“Administração tributária deverá ser multada e responsabilizada por litigância de má-fé”

O Estado deve ser penalizado "sempre que atue contra informações vinculativas previamente emitidas", defende Rogério Fernandes Ferreira. Esta é uma das propostas que apresentou ao Governo.

“A Administração tributária deverá ser multada e responsabilizada por litigância de má-fé”, defende, em entrevista ao ECO/Advocatus, Rogério Fernandes Ferreira, presidente da Comissão para a Revisão do Processo e Procedimento Tributário e das Garantias dos Contribuintes, que, em maio, entregou ao Executivo um relatório com propostas para melhorar a relação do contribuinte com o Fisco.

A Comissão clarificou que tanto os contribuintes como a Administração tributária – que não é só a Autoridade Tributária – “podem ser sancionados com multa e indemnização em situações de litigância de má-fé, equiparando as partes e promovendo maior responsabilização em comportamentos abusivos”, “sempre que atue contra informações vinculativas previamente emitidas ou contra orientações genéricas que ela própria tenha emitido”, explica o advogado.

Entre as 90 propostas que o grupo de trabalho apresentou ao Governo constam ainda a determinação de um prazo máximo de 90 dias ou três meses para executar sentenças, a promoção de arbitragem mais rápida, redução das custas judiciais e a fixação de um prazo de prescrição de 20 anos para dívidas fiscais.

= = =

= Conjunto de tarefas =
a – No texto sobre a litigância de má-fé, quais são as propostas enumeradas no parágrafo que começa por "Entre as 90 propostas"? Indique-as todas.
b – Segundo o texto sobre a litigância de má-fé, em que mês entregou a Comissão ao Executivo o relatório com propostas?
c – Continue o texto sobre a litigância de má-fé da Administração tributária a partir da última frase apresentada.
A listagem que vem a seguir é material independente do texto sobre a litigância de má-fé.

= Excerto de dados =
= = =

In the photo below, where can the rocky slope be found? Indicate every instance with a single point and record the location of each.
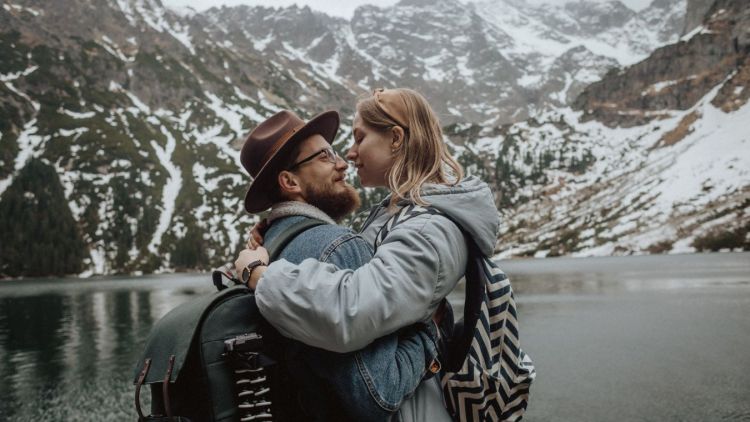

= = =

= Respostas escritas =
a –
- Determinação de um prazo máximo de 90 dias ou três meses para executar sentenças
- Promoção de arbitragem mais rápida
- Redução das custas judiciais
- Fixação de um prazo de prescrição de 20 anos para dívidas fiscais

b – Em maio.

c –
A Comissão propõe ainda que “a Administração tenha de contactar o contribuinte também por email ou telefone em caso de notificações oficiais, citações ou penhoras, reforçando a transparência e prevenindo situações de desconhecimento”, sublinha Rogério Fernandes Ferreira, que também é sócio fundador e managing partner da RFF Lawyers.

Quais as principais propostas da Comissão para a Revisão do Processo e Procedimento Tributário e das Garantias dos Contribuintes? Indique as cinco principais.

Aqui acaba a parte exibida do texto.